YOUR TASK >> After finding the line with "mind finding the dense" in the data below, set down exactly each line through the one with "mind finding the valley", inclusive, and stop there.

SUPPLIED RECORDS >>
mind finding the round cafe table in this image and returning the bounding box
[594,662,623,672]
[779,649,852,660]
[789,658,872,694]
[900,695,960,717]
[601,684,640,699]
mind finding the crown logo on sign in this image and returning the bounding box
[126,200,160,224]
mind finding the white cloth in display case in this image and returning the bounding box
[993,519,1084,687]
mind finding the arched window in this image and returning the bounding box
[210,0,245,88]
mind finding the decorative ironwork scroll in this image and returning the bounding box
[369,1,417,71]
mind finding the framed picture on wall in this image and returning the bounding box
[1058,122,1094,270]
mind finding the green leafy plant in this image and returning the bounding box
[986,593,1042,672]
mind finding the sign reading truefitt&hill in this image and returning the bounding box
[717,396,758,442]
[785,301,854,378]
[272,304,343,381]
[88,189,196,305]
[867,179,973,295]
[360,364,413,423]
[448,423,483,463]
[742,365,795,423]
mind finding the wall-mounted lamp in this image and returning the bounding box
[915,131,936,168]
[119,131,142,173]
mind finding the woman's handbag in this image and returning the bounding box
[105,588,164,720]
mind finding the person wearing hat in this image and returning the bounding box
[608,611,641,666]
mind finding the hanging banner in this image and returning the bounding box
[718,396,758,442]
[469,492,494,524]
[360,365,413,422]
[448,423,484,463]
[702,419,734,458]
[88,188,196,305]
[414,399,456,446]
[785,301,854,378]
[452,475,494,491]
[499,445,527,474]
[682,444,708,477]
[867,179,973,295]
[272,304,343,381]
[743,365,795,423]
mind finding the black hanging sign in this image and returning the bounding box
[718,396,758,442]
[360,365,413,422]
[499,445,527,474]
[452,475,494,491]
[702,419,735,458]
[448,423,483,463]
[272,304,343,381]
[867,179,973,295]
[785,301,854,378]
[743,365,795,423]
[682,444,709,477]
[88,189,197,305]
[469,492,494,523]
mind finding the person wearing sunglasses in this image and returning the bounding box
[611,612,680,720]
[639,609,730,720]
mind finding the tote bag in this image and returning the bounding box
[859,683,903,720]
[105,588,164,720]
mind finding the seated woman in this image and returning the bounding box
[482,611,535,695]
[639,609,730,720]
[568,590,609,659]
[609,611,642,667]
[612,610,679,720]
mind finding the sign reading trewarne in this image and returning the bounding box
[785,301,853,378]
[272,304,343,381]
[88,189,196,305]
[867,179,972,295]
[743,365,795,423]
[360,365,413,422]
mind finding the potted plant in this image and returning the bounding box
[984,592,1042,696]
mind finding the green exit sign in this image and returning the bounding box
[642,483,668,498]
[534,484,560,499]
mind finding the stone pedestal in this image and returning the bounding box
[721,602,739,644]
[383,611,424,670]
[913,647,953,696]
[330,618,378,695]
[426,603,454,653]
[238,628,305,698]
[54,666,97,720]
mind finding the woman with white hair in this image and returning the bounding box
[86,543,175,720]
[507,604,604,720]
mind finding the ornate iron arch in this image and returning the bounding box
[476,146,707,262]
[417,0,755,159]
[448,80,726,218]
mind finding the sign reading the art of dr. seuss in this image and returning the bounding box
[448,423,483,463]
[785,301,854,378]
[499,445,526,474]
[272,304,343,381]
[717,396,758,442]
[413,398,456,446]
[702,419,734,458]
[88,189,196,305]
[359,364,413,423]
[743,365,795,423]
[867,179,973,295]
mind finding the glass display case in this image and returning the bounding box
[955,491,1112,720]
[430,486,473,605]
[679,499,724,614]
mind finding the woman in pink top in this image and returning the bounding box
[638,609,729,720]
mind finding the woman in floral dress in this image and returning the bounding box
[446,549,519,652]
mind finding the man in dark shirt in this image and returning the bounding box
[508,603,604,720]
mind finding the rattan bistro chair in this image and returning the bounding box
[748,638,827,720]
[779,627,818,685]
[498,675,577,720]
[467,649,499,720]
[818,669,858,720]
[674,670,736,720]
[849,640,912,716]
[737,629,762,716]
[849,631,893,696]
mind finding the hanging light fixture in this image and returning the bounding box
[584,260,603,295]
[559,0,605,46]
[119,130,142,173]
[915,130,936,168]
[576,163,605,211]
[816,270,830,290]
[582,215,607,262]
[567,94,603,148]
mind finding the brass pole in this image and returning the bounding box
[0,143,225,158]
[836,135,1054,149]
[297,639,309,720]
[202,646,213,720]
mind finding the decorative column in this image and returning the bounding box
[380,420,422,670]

--

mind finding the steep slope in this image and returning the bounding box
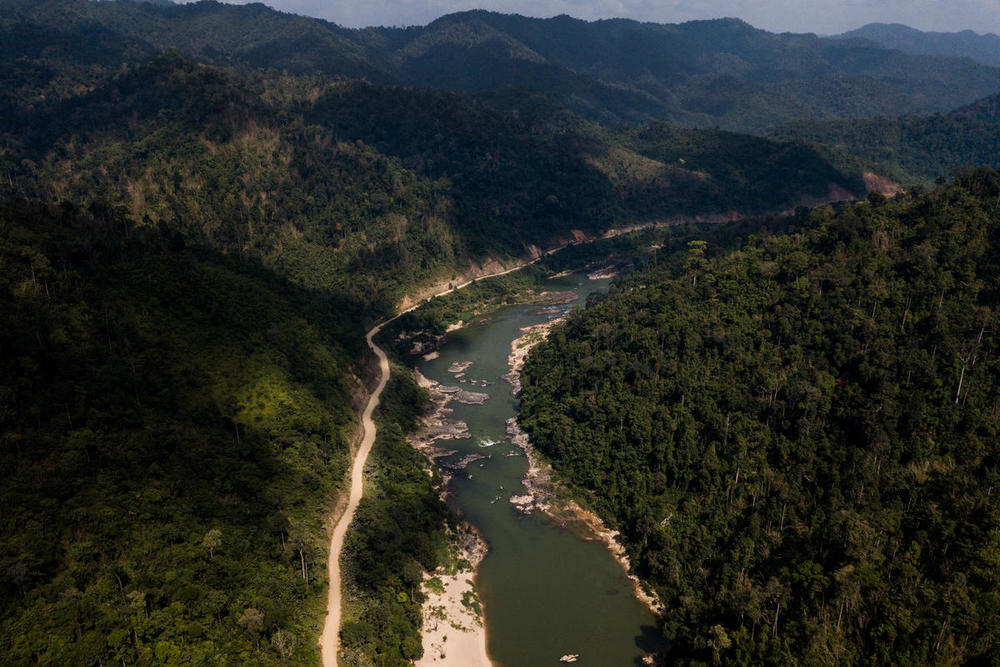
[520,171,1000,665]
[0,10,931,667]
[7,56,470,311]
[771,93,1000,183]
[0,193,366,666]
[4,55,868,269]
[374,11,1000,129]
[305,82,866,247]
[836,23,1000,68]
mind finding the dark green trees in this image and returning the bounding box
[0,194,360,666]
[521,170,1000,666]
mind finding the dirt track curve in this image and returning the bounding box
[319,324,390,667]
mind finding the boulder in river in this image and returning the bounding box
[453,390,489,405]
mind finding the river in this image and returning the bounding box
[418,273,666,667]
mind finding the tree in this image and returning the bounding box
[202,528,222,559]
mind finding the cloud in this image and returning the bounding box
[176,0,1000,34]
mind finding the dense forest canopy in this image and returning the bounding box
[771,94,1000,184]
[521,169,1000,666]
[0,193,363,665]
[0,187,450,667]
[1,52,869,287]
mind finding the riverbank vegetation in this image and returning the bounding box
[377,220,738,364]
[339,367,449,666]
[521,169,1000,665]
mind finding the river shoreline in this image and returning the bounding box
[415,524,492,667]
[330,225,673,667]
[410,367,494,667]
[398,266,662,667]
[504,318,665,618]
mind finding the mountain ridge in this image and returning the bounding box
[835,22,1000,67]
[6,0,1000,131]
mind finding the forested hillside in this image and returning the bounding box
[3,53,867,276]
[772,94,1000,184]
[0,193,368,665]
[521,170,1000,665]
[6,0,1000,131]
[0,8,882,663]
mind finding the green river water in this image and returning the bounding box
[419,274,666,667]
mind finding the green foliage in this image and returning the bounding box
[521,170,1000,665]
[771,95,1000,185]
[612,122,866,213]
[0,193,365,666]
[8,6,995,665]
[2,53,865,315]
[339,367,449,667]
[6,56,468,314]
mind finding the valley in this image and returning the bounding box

EXPECTED ANSWER >>
mind finding the dense forest canopy in this image and returning the bounding box
[771,94,1000,184]
[521,169,1000,666]
[0,193,363,665]
[0,187,450,667]
[1,52,869,287]
mind finding the riverbank vegetation in this image and returning the bounding box
[377,220,738,364]
[339,367,449,666]
[521,169,1000,665]
mind finding the river shoreline in this image and returning the bounding box
[415,524,492,667]
[330,225,673,667]
[410,367,494,667]
[398,266,662,667]
[504,318,665,618]
mind finding the mountain ridge in this image and returning the bounding box
[835,22,1000,67]
[6,0,1000,131]
mind finding the forested hillside in this image and returning the bounding box
[3,53,867,276]
[772,94,1000,184]
[0,193,368,665]
[521,170,1000,665]
[6,0,1000,131]
[0,8,882,663]
mind finding the green river water in this image and returning the bounding box
[419,274,666,667]
mind finding the green foliage in this image and returning the bounding box
[521,170,1000,665]
[771,95,1000,185]
[612,122,866,213]
[0,193,365,666]
[8,6,995,665]
[2,53,865,315]
[339,367,449,667]
[6,56,468,314]
mind finding the valley in this image and returning the bounding box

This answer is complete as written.